WHAT YOU NEED TO DO – Express the entries, from their start through the line containing "column 306, row 559", as a Markdown table with the columns Row and Line. Give each line its own numbered row, include that final line, and leave out any blank lines.

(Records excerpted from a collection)

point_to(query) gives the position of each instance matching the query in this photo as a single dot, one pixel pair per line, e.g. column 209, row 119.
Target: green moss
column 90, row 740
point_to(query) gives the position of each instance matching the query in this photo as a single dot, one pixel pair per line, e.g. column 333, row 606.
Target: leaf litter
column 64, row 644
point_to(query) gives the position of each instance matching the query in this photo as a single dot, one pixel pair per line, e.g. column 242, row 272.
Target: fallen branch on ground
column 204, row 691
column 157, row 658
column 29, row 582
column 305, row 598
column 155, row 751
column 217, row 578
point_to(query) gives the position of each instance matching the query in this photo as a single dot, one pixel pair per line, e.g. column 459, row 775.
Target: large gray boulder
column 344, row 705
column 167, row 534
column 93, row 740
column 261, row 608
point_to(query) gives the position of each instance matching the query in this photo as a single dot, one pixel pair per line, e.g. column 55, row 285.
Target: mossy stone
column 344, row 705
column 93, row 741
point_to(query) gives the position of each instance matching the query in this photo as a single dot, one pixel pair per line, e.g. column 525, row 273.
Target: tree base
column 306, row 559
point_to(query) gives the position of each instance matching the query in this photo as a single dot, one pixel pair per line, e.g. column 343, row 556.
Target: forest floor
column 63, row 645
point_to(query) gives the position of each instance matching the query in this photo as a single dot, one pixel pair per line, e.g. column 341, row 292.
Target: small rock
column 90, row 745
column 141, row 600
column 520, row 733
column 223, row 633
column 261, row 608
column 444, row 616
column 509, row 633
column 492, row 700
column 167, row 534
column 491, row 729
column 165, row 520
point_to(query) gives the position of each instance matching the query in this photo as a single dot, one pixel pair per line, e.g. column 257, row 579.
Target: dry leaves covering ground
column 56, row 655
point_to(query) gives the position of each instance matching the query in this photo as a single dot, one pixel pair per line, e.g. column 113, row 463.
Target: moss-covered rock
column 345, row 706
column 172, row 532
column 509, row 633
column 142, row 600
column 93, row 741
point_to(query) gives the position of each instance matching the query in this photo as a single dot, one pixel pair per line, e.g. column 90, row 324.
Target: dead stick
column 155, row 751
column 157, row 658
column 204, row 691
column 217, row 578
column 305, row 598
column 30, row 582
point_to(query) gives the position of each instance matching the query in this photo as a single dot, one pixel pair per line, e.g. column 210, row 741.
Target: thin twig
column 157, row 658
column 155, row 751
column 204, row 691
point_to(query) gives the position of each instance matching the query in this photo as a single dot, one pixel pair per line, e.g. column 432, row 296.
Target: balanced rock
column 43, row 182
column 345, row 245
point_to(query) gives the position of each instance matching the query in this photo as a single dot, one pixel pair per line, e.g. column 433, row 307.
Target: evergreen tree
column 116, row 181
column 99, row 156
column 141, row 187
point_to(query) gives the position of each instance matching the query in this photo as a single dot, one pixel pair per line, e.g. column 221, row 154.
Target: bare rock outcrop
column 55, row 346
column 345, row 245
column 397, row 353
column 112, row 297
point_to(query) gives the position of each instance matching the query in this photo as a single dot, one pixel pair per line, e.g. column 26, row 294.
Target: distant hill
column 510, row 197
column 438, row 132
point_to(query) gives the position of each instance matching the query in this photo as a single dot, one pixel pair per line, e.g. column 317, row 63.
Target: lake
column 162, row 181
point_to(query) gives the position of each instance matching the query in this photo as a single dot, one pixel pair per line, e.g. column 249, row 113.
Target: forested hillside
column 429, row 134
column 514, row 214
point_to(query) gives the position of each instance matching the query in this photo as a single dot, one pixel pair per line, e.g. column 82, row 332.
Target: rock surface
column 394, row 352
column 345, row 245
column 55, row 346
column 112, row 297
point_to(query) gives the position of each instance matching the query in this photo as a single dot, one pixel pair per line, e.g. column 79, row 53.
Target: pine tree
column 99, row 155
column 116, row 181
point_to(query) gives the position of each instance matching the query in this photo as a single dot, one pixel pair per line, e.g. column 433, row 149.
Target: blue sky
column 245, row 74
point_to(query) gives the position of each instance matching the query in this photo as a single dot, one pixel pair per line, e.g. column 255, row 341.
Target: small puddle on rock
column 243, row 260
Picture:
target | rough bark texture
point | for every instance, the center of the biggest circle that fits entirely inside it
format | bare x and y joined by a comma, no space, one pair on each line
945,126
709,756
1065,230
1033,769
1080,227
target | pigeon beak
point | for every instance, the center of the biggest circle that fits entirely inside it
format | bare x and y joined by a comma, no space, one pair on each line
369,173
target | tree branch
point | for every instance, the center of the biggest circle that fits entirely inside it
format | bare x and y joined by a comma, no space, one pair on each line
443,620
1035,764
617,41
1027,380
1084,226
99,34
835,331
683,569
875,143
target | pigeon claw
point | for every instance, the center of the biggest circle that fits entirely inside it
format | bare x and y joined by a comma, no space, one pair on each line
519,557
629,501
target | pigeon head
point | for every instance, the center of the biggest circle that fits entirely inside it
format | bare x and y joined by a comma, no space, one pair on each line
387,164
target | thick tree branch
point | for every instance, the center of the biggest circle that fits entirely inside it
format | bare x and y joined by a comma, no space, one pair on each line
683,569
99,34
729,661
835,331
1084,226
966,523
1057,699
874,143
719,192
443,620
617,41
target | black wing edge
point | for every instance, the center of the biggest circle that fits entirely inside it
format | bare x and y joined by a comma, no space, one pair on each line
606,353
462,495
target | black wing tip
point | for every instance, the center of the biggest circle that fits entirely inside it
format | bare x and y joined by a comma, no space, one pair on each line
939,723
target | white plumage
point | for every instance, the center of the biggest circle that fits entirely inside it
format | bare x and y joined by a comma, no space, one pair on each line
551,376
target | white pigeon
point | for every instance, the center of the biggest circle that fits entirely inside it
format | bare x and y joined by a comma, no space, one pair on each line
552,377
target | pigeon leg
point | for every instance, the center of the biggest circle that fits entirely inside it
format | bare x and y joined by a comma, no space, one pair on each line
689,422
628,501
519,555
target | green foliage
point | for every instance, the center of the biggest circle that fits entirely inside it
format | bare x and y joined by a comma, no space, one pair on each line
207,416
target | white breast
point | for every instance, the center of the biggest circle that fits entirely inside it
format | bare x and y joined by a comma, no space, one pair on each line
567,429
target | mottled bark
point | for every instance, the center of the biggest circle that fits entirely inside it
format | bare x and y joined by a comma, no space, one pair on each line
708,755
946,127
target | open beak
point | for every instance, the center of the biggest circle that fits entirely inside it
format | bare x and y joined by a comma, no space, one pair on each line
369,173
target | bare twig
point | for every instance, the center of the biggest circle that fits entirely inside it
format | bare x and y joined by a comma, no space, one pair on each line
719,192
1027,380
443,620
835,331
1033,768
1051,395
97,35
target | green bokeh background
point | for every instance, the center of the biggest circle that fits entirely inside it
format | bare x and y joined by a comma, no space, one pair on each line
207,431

ANSWER TO THIS TASK –
| Row | Line |
|---|---|
| 1 | point_to(query) gives the position of each instance matching the query in this photo as a single dot, one pixel pair per line, e.g. column 209, row 119. |
| 2 | Target: green moss |
| 3 | column 90, row 740 |
| 4 | point_to(query) gives the position of each instance matching the query in this photo as a single dot, one pixel pair per line, e.g. column 333, row 606. |
| 5 | Target: leaf litter |
| 6 | column 64, row 644 |
| 7 | point_to(query) gives the position of each instance matching the query in this photo as a single dot, one pixel pair per line, e.g. column 242, row 272. |
| 8 | Target: fallen branch on ground |
| 9 | column 204, row 691 |
| 10 | column 157, row 658 |
| 11 | column 29, row 582 |
| 12 | column 305, row 598 |
| 13 | column 155, row 751 |
| 14 | column 217, row 578 |
| 15 | point_to(query) gives the position of each instance matching the query in this photo as a single dot, one pixel pair per line, e.g. column 459, row 775. |
| 16 | Target: large gray boulder |
| 17 | column 344, row 705 |
| 18 | column 167, row 534 |
| 19 | column 93, row 740 |
| 20 | column 261, row 608 |
| 21 | point_to(query) gives the position of each instance matching the query in this photo as a single dot, one pixel pair per line, e.g. column 55, row 285. |
| 22 | Target: mossy stone |
| 23 | column 344, row 705 |
| 24 | column 93, row 741 |
| 25 | point_to(query) gives the position of each instance matching the query in this photo as a single dot, one pixel pair per line, e.g. column 525, row 273. |
| 26 | Target: tree base |
| 27 | column 306, row 559 |